**Records:**

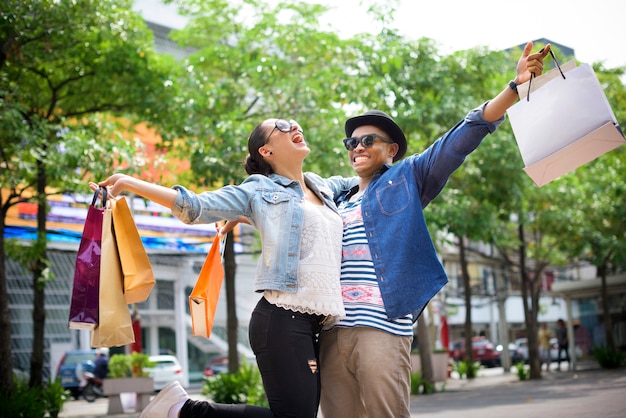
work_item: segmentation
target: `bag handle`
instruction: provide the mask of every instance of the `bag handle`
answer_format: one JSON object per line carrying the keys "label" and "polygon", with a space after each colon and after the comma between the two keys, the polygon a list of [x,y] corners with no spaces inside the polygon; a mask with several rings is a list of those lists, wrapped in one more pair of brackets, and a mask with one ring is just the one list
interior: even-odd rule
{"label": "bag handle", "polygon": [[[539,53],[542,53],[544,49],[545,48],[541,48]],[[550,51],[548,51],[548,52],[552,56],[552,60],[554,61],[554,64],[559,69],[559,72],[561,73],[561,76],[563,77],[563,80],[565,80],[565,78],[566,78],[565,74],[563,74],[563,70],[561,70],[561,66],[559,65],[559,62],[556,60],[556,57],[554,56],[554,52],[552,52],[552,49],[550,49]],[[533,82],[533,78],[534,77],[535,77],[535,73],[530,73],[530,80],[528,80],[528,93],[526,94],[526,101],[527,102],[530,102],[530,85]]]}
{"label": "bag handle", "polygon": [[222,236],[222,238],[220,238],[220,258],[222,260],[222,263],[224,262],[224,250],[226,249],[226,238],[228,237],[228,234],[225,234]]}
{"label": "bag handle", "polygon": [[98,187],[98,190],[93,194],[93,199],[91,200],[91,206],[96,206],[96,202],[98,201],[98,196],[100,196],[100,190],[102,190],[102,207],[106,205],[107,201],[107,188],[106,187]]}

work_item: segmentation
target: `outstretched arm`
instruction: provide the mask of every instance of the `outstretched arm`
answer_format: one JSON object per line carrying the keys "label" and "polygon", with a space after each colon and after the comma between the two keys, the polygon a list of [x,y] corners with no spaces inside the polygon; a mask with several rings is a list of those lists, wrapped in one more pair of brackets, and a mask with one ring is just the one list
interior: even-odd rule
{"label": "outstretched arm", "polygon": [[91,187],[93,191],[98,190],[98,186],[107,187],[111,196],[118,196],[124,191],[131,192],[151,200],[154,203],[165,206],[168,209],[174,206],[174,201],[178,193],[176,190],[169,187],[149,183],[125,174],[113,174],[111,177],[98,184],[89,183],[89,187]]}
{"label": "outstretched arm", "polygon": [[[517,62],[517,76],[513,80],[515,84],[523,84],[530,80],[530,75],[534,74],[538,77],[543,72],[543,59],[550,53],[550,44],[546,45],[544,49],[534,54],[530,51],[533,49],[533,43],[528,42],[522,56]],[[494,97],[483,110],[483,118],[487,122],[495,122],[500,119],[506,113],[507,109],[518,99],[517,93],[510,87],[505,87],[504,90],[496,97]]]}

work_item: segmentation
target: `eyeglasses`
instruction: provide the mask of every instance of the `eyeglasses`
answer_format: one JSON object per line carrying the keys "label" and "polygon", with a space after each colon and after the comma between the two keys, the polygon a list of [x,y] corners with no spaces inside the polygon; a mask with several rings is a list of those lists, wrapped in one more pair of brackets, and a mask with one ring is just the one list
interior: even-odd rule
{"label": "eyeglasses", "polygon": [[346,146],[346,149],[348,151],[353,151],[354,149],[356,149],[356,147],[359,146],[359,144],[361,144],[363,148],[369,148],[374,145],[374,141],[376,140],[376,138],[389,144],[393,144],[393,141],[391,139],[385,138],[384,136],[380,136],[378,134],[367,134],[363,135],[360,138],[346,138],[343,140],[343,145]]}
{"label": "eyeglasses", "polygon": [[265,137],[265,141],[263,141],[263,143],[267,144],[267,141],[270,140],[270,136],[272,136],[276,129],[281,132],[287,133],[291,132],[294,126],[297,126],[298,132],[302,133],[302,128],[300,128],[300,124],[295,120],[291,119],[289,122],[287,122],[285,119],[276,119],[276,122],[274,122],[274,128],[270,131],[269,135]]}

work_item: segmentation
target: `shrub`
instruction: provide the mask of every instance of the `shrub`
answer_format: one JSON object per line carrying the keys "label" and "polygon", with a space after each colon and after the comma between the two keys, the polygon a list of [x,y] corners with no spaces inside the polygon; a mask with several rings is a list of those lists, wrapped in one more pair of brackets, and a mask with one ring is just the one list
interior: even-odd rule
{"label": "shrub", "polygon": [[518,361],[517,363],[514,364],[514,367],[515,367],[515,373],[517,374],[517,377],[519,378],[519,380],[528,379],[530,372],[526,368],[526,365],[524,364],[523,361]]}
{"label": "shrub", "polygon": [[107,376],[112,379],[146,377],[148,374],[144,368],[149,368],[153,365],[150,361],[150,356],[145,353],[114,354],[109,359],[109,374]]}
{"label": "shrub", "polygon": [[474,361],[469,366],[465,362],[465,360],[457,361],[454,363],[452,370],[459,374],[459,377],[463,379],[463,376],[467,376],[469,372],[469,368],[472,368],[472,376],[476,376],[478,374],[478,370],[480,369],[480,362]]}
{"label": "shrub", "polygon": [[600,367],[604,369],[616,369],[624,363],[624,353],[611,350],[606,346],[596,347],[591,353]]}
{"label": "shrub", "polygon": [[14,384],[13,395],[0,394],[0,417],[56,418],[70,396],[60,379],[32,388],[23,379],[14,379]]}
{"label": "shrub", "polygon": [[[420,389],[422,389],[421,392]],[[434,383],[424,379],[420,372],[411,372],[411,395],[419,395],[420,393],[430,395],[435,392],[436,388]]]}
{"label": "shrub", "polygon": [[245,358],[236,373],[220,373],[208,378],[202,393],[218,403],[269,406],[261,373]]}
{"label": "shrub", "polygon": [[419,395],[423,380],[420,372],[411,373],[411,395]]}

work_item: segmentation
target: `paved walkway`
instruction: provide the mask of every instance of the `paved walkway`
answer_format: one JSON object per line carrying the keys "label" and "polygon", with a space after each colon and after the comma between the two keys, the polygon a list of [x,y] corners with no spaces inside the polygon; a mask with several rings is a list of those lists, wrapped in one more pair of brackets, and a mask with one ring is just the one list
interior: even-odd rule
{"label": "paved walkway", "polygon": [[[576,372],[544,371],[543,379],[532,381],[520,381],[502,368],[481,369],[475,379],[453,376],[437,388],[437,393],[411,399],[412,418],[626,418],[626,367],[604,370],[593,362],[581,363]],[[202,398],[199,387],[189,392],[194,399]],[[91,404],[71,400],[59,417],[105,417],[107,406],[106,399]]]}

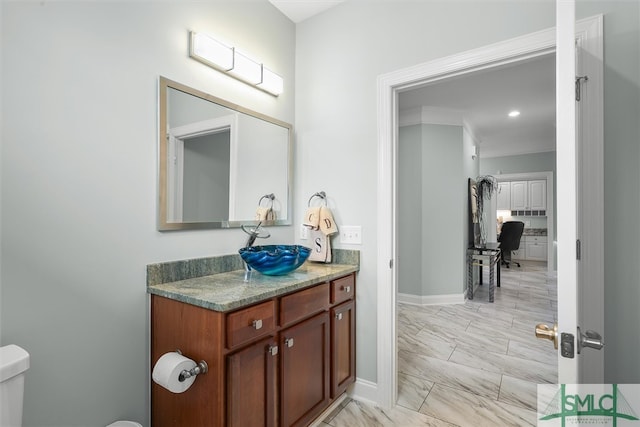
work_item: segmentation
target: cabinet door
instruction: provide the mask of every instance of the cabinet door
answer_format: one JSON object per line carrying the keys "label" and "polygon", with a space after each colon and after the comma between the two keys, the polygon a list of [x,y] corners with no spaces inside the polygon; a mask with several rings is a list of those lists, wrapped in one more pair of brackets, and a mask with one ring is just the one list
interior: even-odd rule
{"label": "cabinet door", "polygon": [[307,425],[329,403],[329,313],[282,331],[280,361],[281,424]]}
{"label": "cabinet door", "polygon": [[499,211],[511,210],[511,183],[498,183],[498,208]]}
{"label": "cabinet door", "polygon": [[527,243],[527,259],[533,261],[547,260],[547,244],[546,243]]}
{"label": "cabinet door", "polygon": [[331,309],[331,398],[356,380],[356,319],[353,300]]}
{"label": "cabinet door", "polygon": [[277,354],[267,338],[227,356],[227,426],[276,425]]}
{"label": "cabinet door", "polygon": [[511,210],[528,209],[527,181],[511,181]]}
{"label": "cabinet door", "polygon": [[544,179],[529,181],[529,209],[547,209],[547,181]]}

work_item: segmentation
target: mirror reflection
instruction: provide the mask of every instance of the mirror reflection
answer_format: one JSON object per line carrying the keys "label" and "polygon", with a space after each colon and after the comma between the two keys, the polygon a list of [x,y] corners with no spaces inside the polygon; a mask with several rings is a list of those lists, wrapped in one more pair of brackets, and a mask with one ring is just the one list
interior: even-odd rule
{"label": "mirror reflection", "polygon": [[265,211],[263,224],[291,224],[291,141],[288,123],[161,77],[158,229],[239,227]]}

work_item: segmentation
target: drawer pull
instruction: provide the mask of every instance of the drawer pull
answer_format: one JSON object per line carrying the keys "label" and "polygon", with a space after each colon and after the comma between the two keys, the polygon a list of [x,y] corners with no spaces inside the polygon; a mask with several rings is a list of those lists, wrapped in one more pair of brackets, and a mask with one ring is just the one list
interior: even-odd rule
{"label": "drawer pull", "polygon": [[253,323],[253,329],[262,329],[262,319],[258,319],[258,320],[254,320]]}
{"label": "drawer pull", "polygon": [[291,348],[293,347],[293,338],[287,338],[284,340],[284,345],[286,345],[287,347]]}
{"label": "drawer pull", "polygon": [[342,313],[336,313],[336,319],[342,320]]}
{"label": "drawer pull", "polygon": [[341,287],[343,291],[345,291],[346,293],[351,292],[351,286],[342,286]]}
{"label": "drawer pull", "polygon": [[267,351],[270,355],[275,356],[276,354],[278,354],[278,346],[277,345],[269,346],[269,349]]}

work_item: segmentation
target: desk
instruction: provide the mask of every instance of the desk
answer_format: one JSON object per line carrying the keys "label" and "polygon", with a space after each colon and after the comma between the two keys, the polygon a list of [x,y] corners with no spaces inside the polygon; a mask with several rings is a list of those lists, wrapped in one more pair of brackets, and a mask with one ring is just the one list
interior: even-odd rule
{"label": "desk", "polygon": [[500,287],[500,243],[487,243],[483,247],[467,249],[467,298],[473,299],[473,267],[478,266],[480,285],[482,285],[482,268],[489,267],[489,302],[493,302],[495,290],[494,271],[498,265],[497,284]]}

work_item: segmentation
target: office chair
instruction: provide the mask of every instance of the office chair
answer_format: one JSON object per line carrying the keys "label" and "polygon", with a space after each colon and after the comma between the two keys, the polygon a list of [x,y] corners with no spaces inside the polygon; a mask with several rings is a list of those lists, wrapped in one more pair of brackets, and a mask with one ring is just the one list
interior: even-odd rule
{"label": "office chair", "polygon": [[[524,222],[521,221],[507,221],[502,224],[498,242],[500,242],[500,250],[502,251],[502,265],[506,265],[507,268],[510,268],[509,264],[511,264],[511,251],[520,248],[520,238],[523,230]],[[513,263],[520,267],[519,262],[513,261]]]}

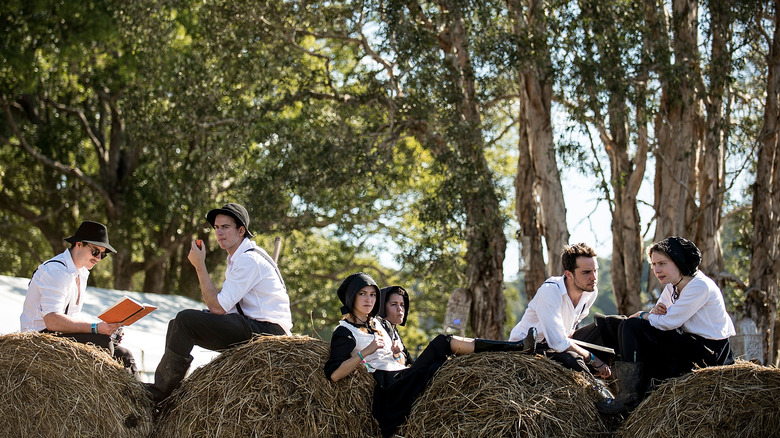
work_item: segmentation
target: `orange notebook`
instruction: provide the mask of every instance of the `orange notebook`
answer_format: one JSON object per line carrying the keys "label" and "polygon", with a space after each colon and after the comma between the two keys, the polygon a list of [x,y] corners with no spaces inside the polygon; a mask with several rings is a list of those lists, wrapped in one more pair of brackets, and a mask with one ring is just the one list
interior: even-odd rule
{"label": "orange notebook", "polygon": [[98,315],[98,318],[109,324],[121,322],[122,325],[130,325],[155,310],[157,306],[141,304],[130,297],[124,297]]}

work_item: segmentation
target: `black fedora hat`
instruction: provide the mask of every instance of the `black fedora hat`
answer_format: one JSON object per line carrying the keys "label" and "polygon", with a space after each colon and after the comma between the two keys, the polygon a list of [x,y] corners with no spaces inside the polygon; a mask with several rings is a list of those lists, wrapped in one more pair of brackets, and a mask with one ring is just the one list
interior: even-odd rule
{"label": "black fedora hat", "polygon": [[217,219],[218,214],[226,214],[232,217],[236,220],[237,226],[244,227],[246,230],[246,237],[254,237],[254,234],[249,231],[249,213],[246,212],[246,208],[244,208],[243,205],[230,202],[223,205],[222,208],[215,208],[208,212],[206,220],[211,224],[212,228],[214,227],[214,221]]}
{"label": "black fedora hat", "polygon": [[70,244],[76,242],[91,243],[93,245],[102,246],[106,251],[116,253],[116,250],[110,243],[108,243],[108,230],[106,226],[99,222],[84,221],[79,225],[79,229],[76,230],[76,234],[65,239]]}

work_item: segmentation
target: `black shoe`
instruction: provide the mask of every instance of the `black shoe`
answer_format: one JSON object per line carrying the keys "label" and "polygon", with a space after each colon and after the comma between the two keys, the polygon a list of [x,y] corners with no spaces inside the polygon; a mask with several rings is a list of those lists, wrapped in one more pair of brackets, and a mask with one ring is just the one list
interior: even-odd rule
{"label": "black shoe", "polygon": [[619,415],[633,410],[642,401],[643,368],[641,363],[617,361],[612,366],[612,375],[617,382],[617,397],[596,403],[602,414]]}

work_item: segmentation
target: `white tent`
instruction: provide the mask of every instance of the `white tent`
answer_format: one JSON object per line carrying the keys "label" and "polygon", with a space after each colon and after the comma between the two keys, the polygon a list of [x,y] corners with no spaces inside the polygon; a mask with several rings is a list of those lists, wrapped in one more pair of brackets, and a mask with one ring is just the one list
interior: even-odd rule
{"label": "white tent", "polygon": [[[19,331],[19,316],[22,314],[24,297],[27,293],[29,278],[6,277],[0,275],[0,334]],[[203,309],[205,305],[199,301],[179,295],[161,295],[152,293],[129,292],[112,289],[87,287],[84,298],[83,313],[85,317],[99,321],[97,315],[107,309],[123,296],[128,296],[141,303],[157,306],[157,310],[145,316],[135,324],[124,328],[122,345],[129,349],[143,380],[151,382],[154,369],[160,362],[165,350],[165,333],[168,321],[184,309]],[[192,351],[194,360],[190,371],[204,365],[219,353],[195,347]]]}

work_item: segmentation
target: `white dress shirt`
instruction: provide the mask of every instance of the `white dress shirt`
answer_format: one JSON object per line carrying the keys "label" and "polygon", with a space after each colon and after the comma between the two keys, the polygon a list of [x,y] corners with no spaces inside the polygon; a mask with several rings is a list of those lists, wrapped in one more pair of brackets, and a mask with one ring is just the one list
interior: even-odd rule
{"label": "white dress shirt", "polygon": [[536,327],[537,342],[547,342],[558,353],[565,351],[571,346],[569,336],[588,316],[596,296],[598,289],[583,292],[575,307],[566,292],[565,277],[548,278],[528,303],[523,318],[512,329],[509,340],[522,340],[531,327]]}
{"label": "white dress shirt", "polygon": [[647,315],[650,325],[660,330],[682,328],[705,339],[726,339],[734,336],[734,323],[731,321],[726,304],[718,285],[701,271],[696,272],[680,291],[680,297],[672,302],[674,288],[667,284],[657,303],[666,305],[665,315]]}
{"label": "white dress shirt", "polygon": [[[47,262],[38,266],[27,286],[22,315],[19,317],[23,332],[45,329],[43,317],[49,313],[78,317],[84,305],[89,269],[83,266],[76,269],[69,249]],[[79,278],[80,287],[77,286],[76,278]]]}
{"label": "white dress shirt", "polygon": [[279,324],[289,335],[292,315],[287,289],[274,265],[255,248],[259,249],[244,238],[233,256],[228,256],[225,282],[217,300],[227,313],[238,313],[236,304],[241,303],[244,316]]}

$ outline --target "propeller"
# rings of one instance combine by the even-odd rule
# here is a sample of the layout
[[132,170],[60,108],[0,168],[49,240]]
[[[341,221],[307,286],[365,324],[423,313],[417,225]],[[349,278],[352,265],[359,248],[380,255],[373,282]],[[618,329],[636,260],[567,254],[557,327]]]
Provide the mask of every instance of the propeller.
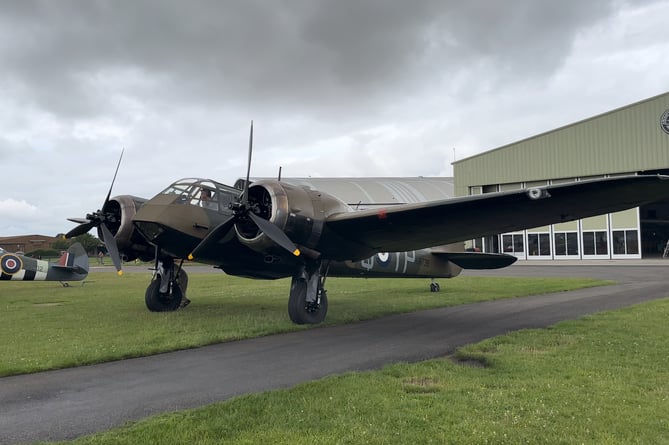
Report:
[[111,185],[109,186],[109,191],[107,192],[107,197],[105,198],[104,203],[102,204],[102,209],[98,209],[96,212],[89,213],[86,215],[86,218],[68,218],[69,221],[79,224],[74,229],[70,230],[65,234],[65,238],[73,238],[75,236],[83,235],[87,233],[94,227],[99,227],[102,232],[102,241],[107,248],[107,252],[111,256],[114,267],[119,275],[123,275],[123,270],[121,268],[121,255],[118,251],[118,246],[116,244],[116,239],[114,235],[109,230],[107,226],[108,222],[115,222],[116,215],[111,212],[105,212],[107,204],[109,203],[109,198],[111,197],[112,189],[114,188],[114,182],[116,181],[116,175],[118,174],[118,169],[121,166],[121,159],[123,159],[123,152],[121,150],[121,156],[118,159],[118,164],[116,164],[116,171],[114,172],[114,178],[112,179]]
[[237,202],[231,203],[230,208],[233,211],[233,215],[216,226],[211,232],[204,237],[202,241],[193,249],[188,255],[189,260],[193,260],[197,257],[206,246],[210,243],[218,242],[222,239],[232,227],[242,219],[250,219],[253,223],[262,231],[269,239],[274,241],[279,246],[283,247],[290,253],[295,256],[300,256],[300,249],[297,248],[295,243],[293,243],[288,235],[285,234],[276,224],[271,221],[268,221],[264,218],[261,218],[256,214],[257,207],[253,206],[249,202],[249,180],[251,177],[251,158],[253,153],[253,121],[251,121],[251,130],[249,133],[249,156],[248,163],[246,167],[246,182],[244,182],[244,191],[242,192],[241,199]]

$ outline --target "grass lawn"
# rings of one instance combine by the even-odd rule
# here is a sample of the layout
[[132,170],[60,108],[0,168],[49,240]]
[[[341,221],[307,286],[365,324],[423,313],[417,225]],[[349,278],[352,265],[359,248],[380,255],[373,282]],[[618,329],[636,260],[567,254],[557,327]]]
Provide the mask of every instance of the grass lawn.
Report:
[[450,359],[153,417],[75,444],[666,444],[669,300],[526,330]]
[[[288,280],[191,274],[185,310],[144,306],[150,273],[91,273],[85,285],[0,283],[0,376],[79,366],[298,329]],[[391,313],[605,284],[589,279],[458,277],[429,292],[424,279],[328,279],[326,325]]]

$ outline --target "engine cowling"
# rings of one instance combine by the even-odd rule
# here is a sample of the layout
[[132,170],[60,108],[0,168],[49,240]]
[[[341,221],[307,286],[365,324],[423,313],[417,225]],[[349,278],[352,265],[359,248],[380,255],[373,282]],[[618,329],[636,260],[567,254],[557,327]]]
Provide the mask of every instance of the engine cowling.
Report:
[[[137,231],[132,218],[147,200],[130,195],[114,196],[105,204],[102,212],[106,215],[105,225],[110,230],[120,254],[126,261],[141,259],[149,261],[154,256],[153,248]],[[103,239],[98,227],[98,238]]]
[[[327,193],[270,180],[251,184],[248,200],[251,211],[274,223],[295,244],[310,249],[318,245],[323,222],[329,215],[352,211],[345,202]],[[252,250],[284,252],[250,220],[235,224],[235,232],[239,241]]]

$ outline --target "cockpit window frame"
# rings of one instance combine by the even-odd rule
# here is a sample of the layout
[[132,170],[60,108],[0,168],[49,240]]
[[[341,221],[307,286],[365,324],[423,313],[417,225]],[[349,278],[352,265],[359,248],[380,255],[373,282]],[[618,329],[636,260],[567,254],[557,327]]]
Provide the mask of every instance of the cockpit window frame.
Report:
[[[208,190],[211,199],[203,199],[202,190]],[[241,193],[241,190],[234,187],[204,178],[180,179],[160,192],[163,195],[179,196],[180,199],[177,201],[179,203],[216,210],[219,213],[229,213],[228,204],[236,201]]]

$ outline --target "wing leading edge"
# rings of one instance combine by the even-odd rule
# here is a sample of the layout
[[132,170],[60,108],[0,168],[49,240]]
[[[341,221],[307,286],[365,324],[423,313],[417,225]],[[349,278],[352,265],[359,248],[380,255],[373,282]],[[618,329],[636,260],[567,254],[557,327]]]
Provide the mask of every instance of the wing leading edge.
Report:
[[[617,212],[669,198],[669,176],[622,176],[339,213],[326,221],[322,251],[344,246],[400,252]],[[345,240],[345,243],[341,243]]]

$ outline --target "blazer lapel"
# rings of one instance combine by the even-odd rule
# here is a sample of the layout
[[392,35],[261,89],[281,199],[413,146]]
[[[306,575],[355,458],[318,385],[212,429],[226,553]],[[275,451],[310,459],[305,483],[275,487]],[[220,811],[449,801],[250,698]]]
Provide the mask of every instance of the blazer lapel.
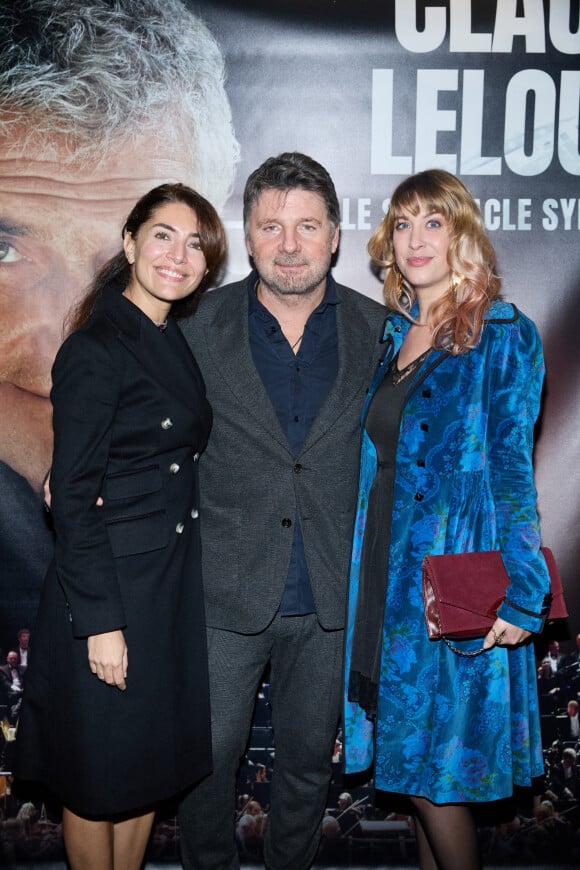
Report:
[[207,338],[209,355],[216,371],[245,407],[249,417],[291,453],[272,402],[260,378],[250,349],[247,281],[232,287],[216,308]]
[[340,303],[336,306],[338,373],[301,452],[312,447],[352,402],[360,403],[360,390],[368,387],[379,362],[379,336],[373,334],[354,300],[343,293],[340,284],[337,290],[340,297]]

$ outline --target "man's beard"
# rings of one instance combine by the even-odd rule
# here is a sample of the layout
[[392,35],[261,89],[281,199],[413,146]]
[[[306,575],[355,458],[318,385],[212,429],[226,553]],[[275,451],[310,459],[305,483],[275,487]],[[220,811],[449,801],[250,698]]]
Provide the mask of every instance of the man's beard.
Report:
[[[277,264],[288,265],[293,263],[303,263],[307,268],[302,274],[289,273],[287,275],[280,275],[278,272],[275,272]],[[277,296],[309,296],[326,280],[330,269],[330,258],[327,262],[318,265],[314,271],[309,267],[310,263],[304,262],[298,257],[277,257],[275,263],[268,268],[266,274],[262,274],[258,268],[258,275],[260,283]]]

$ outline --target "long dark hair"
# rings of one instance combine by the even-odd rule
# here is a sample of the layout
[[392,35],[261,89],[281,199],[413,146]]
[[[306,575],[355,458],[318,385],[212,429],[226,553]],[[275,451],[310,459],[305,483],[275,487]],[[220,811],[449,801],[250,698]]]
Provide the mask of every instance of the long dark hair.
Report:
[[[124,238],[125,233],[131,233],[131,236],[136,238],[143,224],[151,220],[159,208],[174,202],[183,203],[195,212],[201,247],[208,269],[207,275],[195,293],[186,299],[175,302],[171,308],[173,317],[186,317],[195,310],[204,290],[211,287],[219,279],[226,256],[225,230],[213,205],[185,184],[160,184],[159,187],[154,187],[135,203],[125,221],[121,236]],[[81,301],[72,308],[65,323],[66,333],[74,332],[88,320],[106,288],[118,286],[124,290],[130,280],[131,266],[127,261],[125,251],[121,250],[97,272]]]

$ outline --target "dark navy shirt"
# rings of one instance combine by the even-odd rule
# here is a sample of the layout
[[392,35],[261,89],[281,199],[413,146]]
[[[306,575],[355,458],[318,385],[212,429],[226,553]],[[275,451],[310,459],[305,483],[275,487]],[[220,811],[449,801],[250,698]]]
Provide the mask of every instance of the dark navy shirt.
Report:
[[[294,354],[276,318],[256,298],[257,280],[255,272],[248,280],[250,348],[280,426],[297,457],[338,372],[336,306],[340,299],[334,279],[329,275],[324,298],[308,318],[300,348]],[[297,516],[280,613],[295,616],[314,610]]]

**Instructions to follow:** Among the entries above, how many lines have the string "navy" in them? Only the number should be given.

**Solution to the problem:** 2